# Stated task:
Rescale the material below by writing out all of its lines again, requests included, with every point coordinate in the answers multiplied by 2.1 and rounded to a whole number, halves rounded up. Leave the pictures out of your answer.

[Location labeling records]

===

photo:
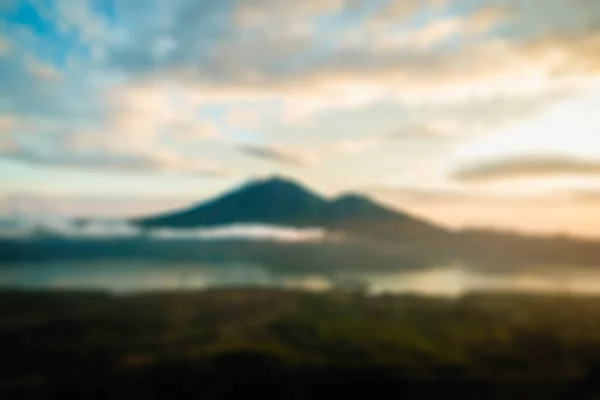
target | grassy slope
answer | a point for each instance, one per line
(223, 344)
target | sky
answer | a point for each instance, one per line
(467, 112)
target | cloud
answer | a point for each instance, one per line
(529, 167)
(43, 72)
(280, 154)
(94, 150)
(109, 229)
(313, 154)
(245, 232)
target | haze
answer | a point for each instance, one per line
(466, 112)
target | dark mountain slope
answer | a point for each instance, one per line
(282, 202)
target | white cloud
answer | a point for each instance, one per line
(43, 72)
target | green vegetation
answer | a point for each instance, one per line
(281, 344)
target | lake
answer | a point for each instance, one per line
(447, 280)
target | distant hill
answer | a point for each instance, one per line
(278, 201)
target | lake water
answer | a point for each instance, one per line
(450, 280)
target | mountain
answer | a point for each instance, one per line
(278, 201)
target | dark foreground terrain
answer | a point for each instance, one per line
(291, 345)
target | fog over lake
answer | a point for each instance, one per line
(450, 280)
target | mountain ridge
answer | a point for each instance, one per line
(280, 201)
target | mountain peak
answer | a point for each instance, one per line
(280, 201)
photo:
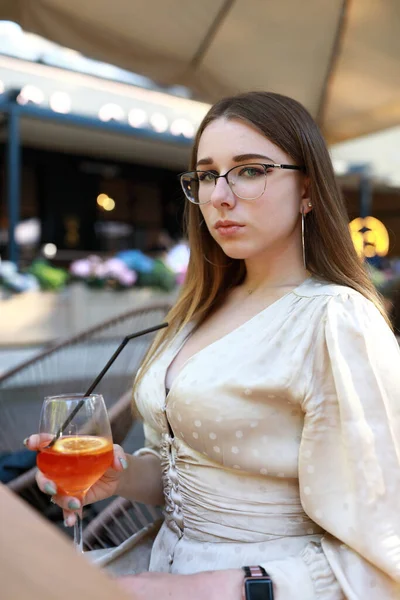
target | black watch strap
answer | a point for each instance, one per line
(257, 584)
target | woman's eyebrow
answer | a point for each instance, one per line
(239, 158)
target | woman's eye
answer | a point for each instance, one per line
(207, 177)
(251, 172)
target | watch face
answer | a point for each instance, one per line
(259, 589)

===

# Solution:
photo:
target | grassy slope
answer | a point for each instance, one per line
(468, 722)
target | sky
answer | a point for each instance, one per line
(981, 235)
target | cloud
answer | a point for each instance, one per line
(1111, 351)
(90, 151)
(588, 323)
(197, 315)
(229, 481)
(657, 323)
(515, 487)
target | haze
answer | a point for each instance, one per line
(979, 235)
target | dark mountain slope
answer | a point for each instance, one per line
(592, 424)
target | white cloud
answer | a point for each instance, one per line
(90, 151)
target | green vegetation
answer | a point for each instance, one per line
(590, 722)
target | lake
answer | a point for each instance, one per line
(939, 588)
target | distant hill
answer | a point for each instance, one per line
(584, 422)
target | lake water
answer | a point for each instance, one per line
(945, 588)
target | mountain
answer | a point for each instance, one per line
(584, 422)
target | dark foreground terrain
answer | a point for each instance, one per line
(611, 725)
target | fog over lake
answer | a point for each instance, one per line
(945, 588)
target | mountain ridge
answer | a point for each instance, one per line
(588, 422)
target | mountain peak
answer | a point for each instance, one per line
(588, 422)
photo:
target | black watch strap
answer | a point for each instance, one per line
(540, 1226)
target | woman's eyebrow
answer | a point for each instance, one per line
(502, 332)
target | woman's eye
answer | a point for each instance, one per line
(435, 372)
(527, 361)
target | watch face
answer | a point for each instance, one per line
(544, 1237)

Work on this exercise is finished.